## TEXT SECTION
■ ■ ■ ■ ■ ■ ■

A constructivist teaching/learning concept assumes that learning is based not on the transmission of knowledge by an external agent but instead on processes of organization occurring inside the brain. These processes are seen as the active production of reality by means of construction and interpretation. Reality is a process – one which all individuals, through their actions or interpretational activity, subject to dynamic change. From this viewpoint, the results of a learning process can be directed from the outside only to a limited degree. The implication for teachers is that their role is not so much that of guide and instructor as that of moderator and shaper of a learning environment which is as enabling as possible. Learning, in this view, is always embedded in a specific situation and is greatly influenced by what learners bring with them to a situation.

The social-constructivist theory is an extension of the constructivist concept. Social-constructivist approaches emphasize that people’s constructing and interpretative activities are never restricted to a single individual in a closed system per se since the production of reality is always embedded in a matrix of social relationships. Therefore a social-constructivist teaching/learning approach pays particular attention to the ways in which power relationships and standards influence the learning processes of individuals.

In the social-constructivist view, the example of the introductory lecture at the Honegger event discussed in the preceding texts could be seen as involving learning processes apart from the intended instructive transfer of knowledge via the lecture. For instance, from their interactions with one another, audience members are learning how to behave in a concert hall or during a lecture (suppressing coughs, sitting still...). Or they are “practicing” ways to express socially acceptable appreciation or criticism in the given context (audience interested in concerts and films, concert hall). Or they may be learning methods of social punishment, ostracism, if a member of the group fails to live up to social expectations, if, for instance, someone grumbles loudly about the lecturer or starts dancing on the buffet table, enthusiastically singing the melodies from the pieces just performed.

■ ■ ■ ■ ■ ■ ■

## EXERCISE REQUIREMENTS
A. Condense the paragraph beginning "The social-constructivist theory is an extension" from the text on constructivist learning into a shorter version that keeps its main facts.
B. From the text on constructivist learning, reproduce word for word the passage that opens with "The social-constructivist theory" and closes with "processes of individuals.".

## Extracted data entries
■ ■ ■ ■ ■ ■ ■

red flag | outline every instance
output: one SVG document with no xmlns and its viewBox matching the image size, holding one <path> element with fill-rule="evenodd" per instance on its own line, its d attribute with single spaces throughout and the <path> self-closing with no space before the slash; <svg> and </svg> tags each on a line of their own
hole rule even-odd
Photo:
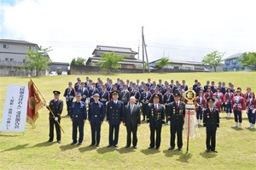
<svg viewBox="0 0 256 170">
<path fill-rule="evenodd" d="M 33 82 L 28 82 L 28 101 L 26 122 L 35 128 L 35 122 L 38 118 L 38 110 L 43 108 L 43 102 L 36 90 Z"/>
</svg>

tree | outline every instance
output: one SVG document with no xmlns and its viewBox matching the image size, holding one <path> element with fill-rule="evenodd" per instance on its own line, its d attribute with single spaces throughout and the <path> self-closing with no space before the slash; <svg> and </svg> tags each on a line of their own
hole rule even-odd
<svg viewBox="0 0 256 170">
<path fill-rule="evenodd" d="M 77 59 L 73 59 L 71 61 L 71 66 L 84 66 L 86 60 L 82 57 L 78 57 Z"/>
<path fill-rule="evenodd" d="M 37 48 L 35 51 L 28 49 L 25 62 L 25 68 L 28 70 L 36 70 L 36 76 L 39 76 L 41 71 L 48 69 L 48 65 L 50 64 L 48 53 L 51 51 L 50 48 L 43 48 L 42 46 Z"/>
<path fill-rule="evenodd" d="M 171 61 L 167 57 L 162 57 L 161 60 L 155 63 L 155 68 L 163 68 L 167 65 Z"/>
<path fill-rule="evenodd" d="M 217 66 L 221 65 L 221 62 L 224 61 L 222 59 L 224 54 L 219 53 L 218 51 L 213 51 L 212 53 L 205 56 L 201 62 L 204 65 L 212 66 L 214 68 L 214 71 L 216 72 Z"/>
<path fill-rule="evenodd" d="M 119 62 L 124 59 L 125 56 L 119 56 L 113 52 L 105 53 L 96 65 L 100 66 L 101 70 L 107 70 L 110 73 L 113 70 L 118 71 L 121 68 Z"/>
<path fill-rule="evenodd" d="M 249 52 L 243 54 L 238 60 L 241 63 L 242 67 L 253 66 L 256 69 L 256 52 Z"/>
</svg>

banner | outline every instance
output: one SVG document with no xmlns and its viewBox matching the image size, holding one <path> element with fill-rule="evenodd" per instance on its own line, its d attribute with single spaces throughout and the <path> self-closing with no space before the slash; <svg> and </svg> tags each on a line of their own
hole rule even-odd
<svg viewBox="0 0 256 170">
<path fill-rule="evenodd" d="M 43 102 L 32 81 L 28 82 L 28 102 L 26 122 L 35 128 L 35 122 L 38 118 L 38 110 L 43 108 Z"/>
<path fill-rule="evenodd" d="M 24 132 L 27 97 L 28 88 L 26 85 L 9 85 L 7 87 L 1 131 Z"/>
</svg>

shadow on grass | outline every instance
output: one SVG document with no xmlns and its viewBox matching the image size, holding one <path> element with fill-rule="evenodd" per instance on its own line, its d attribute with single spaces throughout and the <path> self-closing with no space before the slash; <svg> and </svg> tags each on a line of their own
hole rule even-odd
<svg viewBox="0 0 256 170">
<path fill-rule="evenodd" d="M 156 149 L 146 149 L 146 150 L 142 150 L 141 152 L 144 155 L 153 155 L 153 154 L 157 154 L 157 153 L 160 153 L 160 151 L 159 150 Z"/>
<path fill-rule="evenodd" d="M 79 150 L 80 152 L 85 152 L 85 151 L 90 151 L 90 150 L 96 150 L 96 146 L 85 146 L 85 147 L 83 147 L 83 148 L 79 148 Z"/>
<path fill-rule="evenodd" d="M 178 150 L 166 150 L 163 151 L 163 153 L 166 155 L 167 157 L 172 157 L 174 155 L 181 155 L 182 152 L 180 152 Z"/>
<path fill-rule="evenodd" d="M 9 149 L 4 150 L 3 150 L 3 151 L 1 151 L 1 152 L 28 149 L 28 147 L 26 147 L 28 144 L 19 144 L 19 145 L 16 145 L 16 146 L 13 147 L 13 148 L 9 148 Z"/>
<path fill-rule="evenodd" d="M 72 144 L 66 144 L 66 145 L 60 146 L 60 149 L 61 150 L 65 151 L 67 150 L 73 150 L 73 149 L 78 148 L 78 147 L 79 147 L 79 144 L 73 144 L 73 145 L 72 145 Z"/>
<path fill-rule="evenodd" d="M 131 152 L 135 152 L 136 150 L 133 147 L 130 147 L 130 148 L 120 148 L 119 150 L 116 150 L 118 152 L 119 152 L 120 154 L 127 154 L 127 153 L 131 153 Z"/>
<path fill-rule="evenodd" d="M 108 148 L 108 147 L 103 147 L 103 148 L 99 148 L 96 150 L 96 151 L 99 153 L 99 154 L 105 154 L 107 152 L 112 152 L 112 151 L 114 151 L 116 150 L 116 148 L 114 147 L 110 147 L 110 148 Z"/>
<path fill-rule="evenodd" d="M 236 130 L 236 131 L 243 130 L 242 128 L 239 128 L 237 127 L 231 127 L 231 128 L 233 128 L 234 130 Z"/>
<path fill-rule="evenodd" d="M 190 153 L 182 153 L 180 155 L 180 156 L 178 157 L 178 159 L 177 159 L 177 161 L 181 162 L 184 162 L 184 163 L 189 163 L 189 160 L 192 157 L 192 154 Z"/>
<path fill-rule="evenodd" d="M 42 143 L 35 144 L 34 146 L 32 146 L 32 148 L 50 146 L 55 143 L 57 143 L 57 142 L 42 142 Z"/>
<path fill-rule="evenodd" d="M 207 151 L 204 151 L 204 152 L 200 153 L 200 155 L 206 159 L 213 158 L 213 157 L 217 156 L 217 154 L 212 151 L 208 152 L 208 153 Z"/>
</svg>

■ ■ ■ ■ ■ ■ ■

## EXPECTED RESULTS
A. Social constructivism extends constructivism. It holds that constructing and interpreting reality never happens in one isolated individual, because it is always embedded in social relationships. A social-constructivist teaching/learning approach therefore focuses on how power relationships and standards shape individual learning.

B.
The social-constructivist theory is an extension of the constructivist concept. Social-constructivist approaches emphasize that people’s constructing and interpretative activities are never restricted to a single individual in a closed system per se since the production of reality is always embedded in a matrix of social relationships. Therefore a social-constructivist teaching/learning approach pays particular attention to the ways in which power relationships and standards influence the learning processes of individuals.